■ TASK DESCRIPTION:
Exactly reproduce the lines from the line that has "Where can the referee be" down to the last line of the entries, inclusive.
··· RECORDS FOR PROCESSING ···
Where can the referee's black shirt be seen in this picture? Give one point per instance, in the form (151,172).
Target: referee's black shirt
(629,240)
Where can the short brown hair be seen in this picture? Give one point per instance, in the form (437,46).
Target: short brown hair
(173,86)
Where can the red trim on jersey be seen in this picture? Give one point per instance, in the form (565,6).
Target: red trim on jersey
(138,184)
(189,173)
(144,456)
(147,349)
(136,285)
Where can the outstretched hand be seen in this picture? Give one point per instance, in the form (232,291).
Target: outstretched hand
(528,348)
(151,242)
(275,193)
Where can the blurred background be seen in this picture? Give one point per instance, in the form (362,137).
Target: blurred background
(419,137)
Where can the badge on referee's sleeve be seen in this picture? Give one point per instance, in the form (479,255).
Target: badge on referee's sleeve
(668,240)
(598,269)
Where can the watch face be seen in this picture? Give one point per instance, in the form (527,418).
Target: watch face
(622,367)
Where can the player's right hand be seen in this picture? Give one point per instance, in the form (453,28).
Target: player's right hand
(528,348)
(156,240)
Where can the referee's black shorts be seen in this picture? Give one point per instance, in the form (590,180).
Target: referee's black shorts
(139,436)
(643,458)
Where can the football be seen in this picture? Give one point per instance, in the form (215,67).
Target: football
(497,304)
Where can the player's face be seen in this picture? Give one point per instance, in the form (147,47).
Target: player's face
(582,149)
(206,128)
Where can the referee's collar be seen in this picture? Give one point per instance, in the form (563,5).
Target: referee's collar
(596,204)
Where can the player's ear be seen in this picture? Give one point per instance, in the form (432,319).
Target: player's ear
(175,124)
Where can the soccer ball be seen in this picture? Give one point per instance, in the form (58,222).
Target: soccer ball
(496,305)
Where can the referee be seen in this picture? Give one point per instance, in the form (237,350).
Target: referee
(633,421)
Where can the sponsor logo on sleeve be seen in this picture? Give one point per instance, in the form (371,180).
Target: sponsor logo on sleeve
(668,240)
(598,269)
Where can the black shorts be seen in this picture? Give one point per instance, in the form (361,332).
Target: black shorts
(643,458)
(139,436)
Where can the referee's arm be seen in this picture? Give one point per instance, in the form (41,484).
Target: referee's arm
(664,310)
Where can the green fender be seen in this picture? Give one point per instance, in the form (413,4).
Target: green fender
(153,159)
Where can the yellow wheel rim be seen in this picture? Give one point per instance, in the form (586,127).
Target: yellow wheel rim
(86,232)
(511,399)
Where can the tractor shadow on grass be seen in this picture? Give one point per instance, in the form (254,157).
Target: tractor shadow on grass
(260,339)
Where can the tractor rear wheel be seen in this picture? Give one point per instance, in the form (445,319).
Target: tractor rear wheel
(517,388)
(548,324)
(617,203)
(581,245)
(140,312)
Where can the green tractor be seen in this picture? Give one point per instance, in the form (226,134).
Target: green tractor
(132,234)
···
■ EXERCISE RESULT:
Where can the referee be seen in this picture? Give one point per instance, in the form (237,350).
Target: referee
(633,421)
Where can the sponsor logo on sleeve be seen in this picture? Give one point per instance, in the form (371,180).
Target: sponsor logo on sleeve
(668,240)
(598,269)
Where can the black shorts be seen in this picture? Give one point per instance, in the form (361,332).
Target: black shorts
(643,458)
(139,436)
Where can the referee's arm be seen in this picture? Give one point per instance, in the form (41,484).
Target: referee's arm
(664,310)
Where can the green fender be seen in this picture? Give one point per instance, in the form (413,4).
Target: green fender
(153,159)
Where can the yellow wheel rim be seen in this picture? Give one point per instance, in the form (586,127).
Target: yellow wheel rim
(86,232)
(511,399)
Where can the tractor shadow on grass be seen in this picture? Give one point per instance, in the form (254,157).
Target: tractor shadow on grass
(260,339)
Where can the tractor rear wheel be seen in this picture? Give one point per instance, in the form (445,319).
Target: tractor rear wheel
(517,388)
(548,324)
(617,203)
(581,245)
(140,312)
Where can the green tractor be seen in this picture? Give one point per instance, in the form (226,134).
Target: green tractor
(132,234)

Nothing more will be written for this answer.